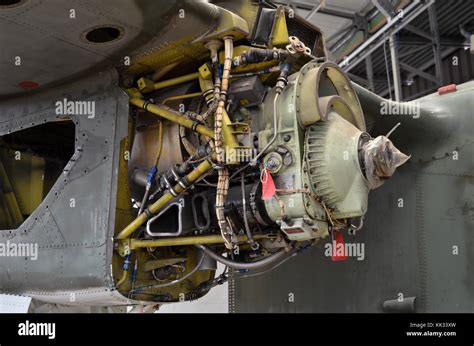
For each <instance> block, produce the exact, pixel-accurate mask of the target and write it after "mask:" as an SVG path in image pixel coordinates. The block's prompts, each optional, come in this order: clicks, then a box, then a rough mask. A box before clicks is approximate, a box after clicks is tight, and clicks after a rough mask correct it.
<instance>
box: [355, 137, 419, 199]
mask: <svg viewBox="0 0 474 346" xmlns="http://www.w3.org/2000/svg"><path fill="white" fill-rule="evenodd" d="M362 151H363V158H364V165H365V175H366V178H367V182H368V186H369V188H370V189H372V190H373V189H376V188H377V187H379V186H381V185H382V184H383V183H384V182H385V181H386V180H388V179H389V178H390V177H391V176H392V175H393V173H395V170H396V169H397V167H399V166H401V165H403V164H404V163H405V162H407V161H408V159H409V158H410V156H407V155H405V154H404V153H402V152H401V151H400V150H398V149H397V148H396V147H395V145H393V143H392V141H391V140H390V139H388V138H387V137H386V136H378V137H377V138H375V139H371V140H369V141H368V142H367V143H365V144H364V145H363V146H362Z"/></svg>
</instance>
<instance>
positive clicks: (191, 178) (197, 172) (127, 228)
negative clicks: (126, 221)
mask: <svg viewBox="0 0 474 346" xmlns="http://www.w3.org/2000/svg"><path fill="white" fill-rule="evenodd" d="M210 169H212V164H211V163H210V162H209V161H208V160H205V161H203V162H202V163H200V164H199V166H197V167H196V168H195V169H194V170H193V171H192V172H190V173H189V174H188V175H187V176H186V180H187V181H188V182H189V184H192V183H194V182H195V181H196V180H198V179H199V178H200V177H201V176H202V175H203V174H204V173H206V172H207V171H209V170H210ZM173 190H174V191H175V192H176V193H177V194H180V193H181V192H183V191H184V188H183V187H182V186H181V185H179V184H176V185H175V186H174V187H173ZM173 198H174V196H173V195H172V194H171V192H169V191H167V192H165V193H164V194H163V196H161V198H160V199H158V200H157V201H156V202H155V203H153V204H152V205H151V206H150V207H149V208H148V210H149V212H150V213H152V214H156V213H157V212H158V211H160V210H161V209H163V207H165V206H166V205H167V204H168V203H169V202H170V201H171V200H172V199H173ZM147 220H148V215H147V214H146V213H145V212H144V213H141V214H140V215H139V216H138V217H137V218H136V219H135V220H133V221H132V222H131V223H130V224H129V225H128V226H127V227H125V228H124V229H123V230H122V231H121V232H120V233H119V234H118V235H117V237H116V238H117V239H126V238H128V237H130V235H131V234H132V233H133V232H135V231H136V230H137V229H138V227H140V226H141V225H143V224H144V223H145V222H146V221H147Z"/></svg>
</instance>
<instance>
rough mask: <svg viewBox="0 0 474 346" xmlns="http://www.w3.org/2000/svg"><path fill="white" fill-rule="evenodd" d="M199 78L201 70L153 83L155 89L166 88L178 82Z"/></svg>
mask: <svg viewBox="0 0 474 346" xmlns="http://www.w3.org/2000/svg"><path fill="white" fill-rule="evenodd" d="M198 78H199V72H195V73H190V74H187V75H184V76H179V77H176V78H171V79H167V80H164V81H161V82H156V83H154V84H153V89H154V90H159V89H164V88H167V87H170V86H174V85H177V84H182V83H185V82H190V81H192V80H195V79H198Z"/></svg>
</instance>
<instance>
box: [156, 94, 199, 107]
mask: <svg viewBox="0 0 474 346" xmlns="http://www.w3.org/2000/svg"><path fill="white" fill-rule="evenodd" d="M198 96H202V93H201V92H197V93H192V94H184V95H176V96H170V97H167V98H165V99H164V100H163V101H162V102H161V104H162V105H164V104H166V103H167V102H170V101H175V100H185V99H190V98H193V97H198Z"/></svg>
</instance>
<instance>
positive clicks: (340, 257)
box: [331, 232, 347, 262]
mask: <svg viewBox="0 0 474 346" xmlns="http://www.w3.org/2000/svg"><path fill="white" fill-rule="evenodd" d="M346 259H347V254H346V244H345V243H344V238H343V237H342V232H337V233H336V239H334V240H333V241H332V256H331V260H332V261H333V262H337V261H345V260H346Z"/></svg>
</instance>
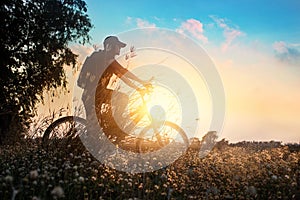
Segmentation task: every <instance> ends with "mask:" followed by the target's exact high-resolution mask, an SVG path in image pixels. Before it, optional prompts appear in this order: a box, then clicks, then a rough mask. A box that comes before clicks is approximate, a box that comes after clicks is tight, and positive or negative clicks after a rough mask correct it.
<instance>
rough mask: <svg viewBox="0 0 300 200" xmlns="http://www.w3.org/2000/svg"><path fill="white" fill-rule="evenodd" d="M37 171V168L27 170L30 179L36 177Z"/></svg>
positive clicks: (37, 174) (37, 172)
mask: <svg viewBox="0 0 300 200" xmlns="http://www.w3.org/2000/svg"><path fill="white" fill-rule="evenodd" d="M38 175H39V173H38V171H37V170H32V171H31V172H29V177H30V178H31V179H36V178H37V177H38Z"/></svg>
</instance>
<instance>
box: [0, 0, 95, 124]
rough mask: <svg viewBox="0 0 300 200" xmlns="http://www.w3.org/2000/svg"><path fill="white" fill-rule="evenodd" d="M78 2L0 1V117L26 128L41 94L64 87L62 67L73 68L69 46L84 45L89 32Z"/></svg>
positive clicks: (63, 1) (83, 16)
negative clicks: (44, 91) (71, 45)
mask: <svg viewBox="0 0 300 200" xmlns="http://www.w3.org/2000/svg"><path fill="white" fill-rule="evenodd" d="M86 12H87V5H86V3H85V2H84V1H82V0H2V1H1V2H0V54H1V59H0V67H1V73H0V87H1V91H0V113H5V112H8V111H9V112H12V113H13V114H14V115H15V116H16V121H17V124H19V125H22V126H24V125H28V119H29V118H30V116H32V115H33V113H34V111H35V105H36V103H37V102H39V101H42V100H43V96H42V95H43V91H44V89H51V88H52V89H53V88H58V87H61V86H62V87H66V76H65V72H64V68H63V66H64V65H73V66H74V65H75V63H76V58H77V55H75V54H74V53H73V52H72V51H71V49H70V48H69V47H68V44H69V43H70V42H79V43H82V44H84V43H86V42H89V39H90V37H89V35H88V32H89V31H90V29H91V28H92V25H91V22H90V19H89V17H88V15H87V14H86Z"/></svg>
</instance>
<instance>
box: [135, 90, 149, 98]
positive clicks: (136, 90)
mask: <svg viewBox="0 0 300 200" xmlns="http://www.w3.org/2000/svg"><path fill="white" fill-rule="evenodd" d="M136 91H138V92H139V93H140V95H141V96H144V95H145V94H147V93H148V90H147V89H146V88H138V89H136Z"/></svg>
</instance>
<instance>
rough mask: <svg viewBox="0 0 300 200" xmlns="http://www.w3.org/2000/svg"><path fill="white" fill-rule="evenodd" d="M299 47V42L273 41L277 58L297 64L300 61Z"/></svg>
mask: <svg viewBox="0 0 300 200" xmlns="http://www.w3.org/2000/svg"><path fill="white" fill-rule="evenodd" d="M297 47H299V44H288V43H286V42H284V41H277V42H274V43H273V49H274V51H275V55H276V57H277V58H279V59H280V60H281V61H284V62H288V63H291V64H296V65H298V64H299V63H300V51H299V49H297Z"/></svg>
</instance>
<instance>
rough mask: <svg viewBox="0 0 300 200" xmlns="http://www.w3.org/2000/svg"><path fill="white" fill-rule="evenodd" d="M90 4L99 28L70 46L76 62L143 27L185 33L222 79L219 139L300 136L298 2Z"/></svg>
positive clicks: (289, 138) (192, 2) (100, 3)
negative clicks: (205, 57)
mask: <svg viewBox="0 0 300 200" xmlns="http://www.w3.org/2000/svg"><path fill="white" fill-rule="evenodd" d="M86 3H87V6H88V14H89V16H90V18H91V21H92V23H93V25H94V28H93V30H92V31H91V36H92V41H91V44H89V45H86V46H81V45H79V44H78V45H77V44H74V45H73V46H72V47H71V48H72V49H73V50H74V52H75V53H78V54H79V61H80V62H79V63H82V62H83V61H84V59H85V58H86V56H87V55H89V54H90V53H91V52H92V51H93V48H92V47H91V46H92V44H97V45H99V46H100V47H101V44H102V41H103V39H104V38H105V37H106V36H108V35H117V34H119V33H121V32H126V31H128V30H131V29H135V28H143V27H158V28H167V29H170V30H173V31H176V32H179V33H183V34H185V35H187V36H189V37H190V38H191V39H193V40H194V41H195V42H197V43H198V44H199V45H200V46H201V47H202V48H203V49H205V51H206V52H207V53H208V55H209V56H210V57H211V58H212V60H213V62H214V64H215V65H216V68H217V70H218V72H219V74H220V77H221V79H222V81H223V86H224V91H225V95H226V120H225V122H224V128H223V130H222V133H220V134H221V135H220V137H221V138H227V139H229V140H230V141H232V142H235V141H241V140H265V141H269V140H279V141H283V142H300V131H299V130H300V121H299V119H300V104H299V102H300V92H299V88H300V12H299V10H300V1H299V0H286V1H283V0H272V1H270V0H264V1H259V0H251V1H250V0H241V1H235V0H223V1H220V0H211V1H189V2H188V1H169V0H167V1H157V0H153V1H141V0H128V1H121V0H119V1H99V0H97V1H96V0H86ZM120 39H121V40H122V38H120ZM124 42H126V41H124ZM64 102H66V101H64ZM61 106H62V105H60V107H61Z"/></svg>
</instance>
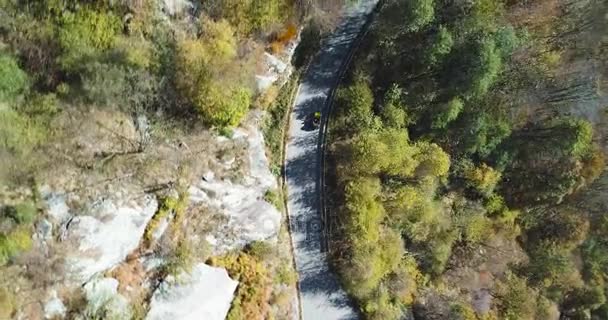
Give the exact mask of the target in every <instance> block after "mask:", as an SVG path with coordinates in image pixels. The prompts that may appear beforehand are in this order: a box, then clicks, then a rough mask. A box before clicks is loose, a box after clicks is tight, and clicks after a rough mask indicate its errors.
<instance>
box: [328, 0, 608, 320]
mask: <svg viewBox="0 0 608 320" xmlns="http://www.w3.org/2000/svg"><path fill="white" fill-rule="evenodd" d="M607 10H608V8H607V6H606V3H605V2H603V1H595V0H582V1H581V0H574V1H573V0H534V1H517V0H505V1H503V0H476V1H443V0H409V1H405V0H387V1H383V2H382V9H381V11H380V13H379V14H378V15H377V17H376V20H375V21H374V23H373V24H372V26H371V30H370V32H369V34H368V35H367V36H366V38H365V39H364V40H363V42H362V47H361V48H360V49H359V51H358V53H357V56H356V58H355V61H354V62H353V65H352V66H351V69H350V72H349V74H348V76H347V77H346V79H345V80H344V81H343V83H342V86H341V88H340V89H339V90H338V92H337V95H336V109H335V110H334V111H335V113H334V115H333V116H332V118H331V119H330V122H331V129H330V132H331V133H330V135H331V137H330V138H331V141H332V147H331V154H332V155H331V157H330V160H329V161H330V163H329V167H330V169H328V170H329V171H328V172H327V174H328V175H329V177H330V178H331V179H330V180H331V185H330V186H329V188H330V191H331V192H332V194H333V199H334V204H333V208H332V219H333V220H332V223H334V224H337V226H338V228H337V229H336V232H335V233H334V234H332V239H333V240H332V243H333V244H332V248H333V251H334V261H335V264H336V266H337V268H338V270H339V272H340V274H341V277H342V280H343V283H344V285H345V287H346V288H347V290H348V291H349V293H350V294H351V295H352V296H353V297H354V298H355V299H356V301H358V303H359V306H360V309H361V312H362V313H363V315H364V316H365V318H366V319H402V318H403V317H404V316H405V315H408V314H409V315H411V316H414V318H415V319H467V320H470V319H557V318H559V317H561V319H606V318H608V313H607V312H608V304H606V294H607V290H608V286H607V285H606V280H608V278H607V277H608V263H607V262H608V260H607V259H608V251H607V250H606V249H607V248H608V247H607V246H606V244H607V241H608V240H607V239H608V238H607V237H608V234H607V233H606V228H605V223H606V219H607V216H606V214H607V213H608V212H607V211H606V210H605V209H606V206H605V203H601V202H600V203H599V204H598V203H597V202H594V203H596V205H595V206H592V205H590V206H583V205H581V203H582V202H585V201H589V200H585V199H586V198H585V197H586V195H591V194H596V195H597V197H600V198H601V197H603V198H604V199H606V197H608V195H607V194H606V193H605V188H603V187H601V185H602V184H594V181H596V179H598V177H600V176H602V174H603V172H604V171H605V167H606V164H605V156H604V154H605V151H606V147H607V145H606V140H605V133H606V132H605V129H604V128H603V126H604V125H605V120H606V114H607V109H606V108H607V107H608V104H607V100H606V98H605V96H604V95H603V90H604V89H605V86H606V84H607V83H608V82H607V81H606V76H607V75H608V74H607V73H606V72H607V70H608V68H607V64H606V63H607V62H608V54H607V53H606V52H607V51H606V48H607V46H606V45H607V43H608V42H607V41H606V40H607V38H606V36H607V35H608V20H607V13H608V11H607ZM600 180H601V179H600ZM598 181H599V180H598ZM598 188H599V189H598ZM602 188H603V189H602ZM602 190H603V191H602ZM596 200H597V198H596ZM600 201H601V200H600Z"/></svg>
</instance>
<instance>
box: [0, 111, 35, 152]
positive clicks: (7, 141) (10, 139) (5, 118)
mask: <svg viewBox="0 0 608 320" xmlns="http://www.w3.org/2000/svg"><path fill="white" fill-rule="evenodd" d="M45 137H46V135H45V130H44V128H41V127H40V126H38V125H37V124H36V123H35V122H34V121H32V120H31V119H29V118H28V117H25V116H22V115H20V114H19V113H17V112H15V111H13V110H11V109H4V110H0V147H1V148H2V149H4V150H6V151H8V152H10V153H13V154H16V155H23V154H27V153H29V152H30V151H31V150H32V149H33V148H34V147H35V146H37V145H38V144H39V143H41V142H42V141H44V139H45Z"/></svg>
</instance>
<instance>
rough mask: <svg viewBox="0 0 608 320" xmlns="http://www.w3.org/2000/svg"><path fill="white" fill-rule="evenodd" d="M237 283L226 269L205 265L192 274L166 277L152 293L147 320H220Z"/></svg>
mask: <svg viewBox="0 0 608 320" xmlns="http://www.w3.org/2000/svg"><path fill="white" fill-rule="evenodd" d="M237 285H238V282H236V281H234V280H232V279H230V277H228V273H227V272H226V270H225V269H222V268H214V267H210V266H208V265H206V264H202V263H201V264H198V265H196V266H194V268H193V270H192V272H190V273H185V274H182V275H180V276H178V277H177V278H173V277H169V278H168V279H166V281H165V282H164V283H163V284H161V286H160V287H159V288H158V289H157V290H156V291H155V292H154V295H153V296H152V300H151V302H150V312H148V316H147V317H146V319H147V320H165V319H176V320H177V319H179V320H199V319H205V320H223V319H225V318H226V315H227V314H228V310H229V309H230V303H231V301H232V298H233V294H234V291H235V290H236V287H237Z"/></svg>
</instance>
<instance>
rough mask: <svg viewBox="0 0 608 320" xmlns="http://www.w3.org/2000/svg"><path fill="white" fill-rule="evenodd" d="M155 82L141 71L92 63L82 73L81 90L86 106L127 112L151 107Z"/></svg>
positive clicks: (127, 67)
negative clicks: (95, 104) (96, 105)
mask: <svg viewBox="0 0 608 320" xmlns="http://www.w3.org/2000/svg"><path fill="white" fill-rule="evenodd" d="M158 81H159V80H158V79H156V78H155V77H154V76H153V75H151V74H150V73H148V72H147V71H145V70H143V69H134V68H130V67H125V66H121V65H117V64H113V63H100V62H93V63H90V64H87V65H86V67H85V68H84V72H83V73H82V89H83V91H84V95H85V97H86V98H87V101H88V102H90V103H92V104H96V105H98V106H100V107H114V108H118V109H120V110H123V111H127V112H129V111H135V110H141V109H144V108H145V107H148V106H150V105H151V104H152V103H153V102H154V101H155V100H156V97H157V94H158V90H159V88H158Z"/></svg>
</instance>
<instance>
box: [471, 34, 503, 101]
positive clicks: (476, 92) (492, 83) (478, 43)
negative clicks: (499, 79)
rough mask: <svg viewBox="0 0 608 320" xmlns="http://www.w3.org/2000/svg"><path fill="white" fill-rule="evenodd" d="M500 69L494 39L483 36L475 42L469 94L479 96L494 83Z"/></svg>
mask: <svg viewBox="0 0 608 320" xmlns="http://www.w3.org/2000/svg"><path fill="white" fill-rule="evenodd" d="M501 70H502V58H501V52H500V50H499V49H498V48H497V47H496V43H495V42H494V40H492V39H490V38H483V39H482V40H481V41H479V42H478V43H477V52H476V54H475V60H474V62H473V65H472V69H471V71H470V79H469V81H470V87H469V90H468V92H469V95H470V96H471V97H481V96H483V95H485V94H486V93H487V92H488V90H489V89H490V87H491V86H492V85H493V84H494V82H495V81H496V79H498V75H499V73H500V71H501Z"/></svg>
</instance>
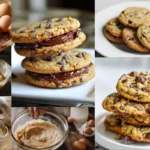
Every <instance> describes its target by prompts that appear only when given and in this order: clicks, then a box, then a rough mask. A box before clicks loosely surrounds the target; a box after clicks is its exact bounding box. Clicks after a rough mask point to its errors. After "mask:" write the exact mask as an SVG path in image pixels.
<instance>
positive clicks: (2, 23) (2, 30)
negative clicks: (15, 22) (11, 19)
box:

WHAT IS EXPECTED ::
Put the lines from the beginning of the entries through the line that contains "box: [355, 137, 419, 199]" into a JSON list of strings, one string per line, with blank lines omitted. Leave the pictures out.

OUTPUT ::
[
  "For each <instance> block, produce the exact, pixel-accurate mask of the target and write it after \"mask:\" as an SVG path in image pixel coordinates. The block's prompts, each optional, come in this order: clicks, then a box, then a rough mask. A box before clicks is approximate, a box after clicks is tight, and clicks after a rough mask correct it.",
  "<instance>",
  "box: [355, 137, 419, 199]"
]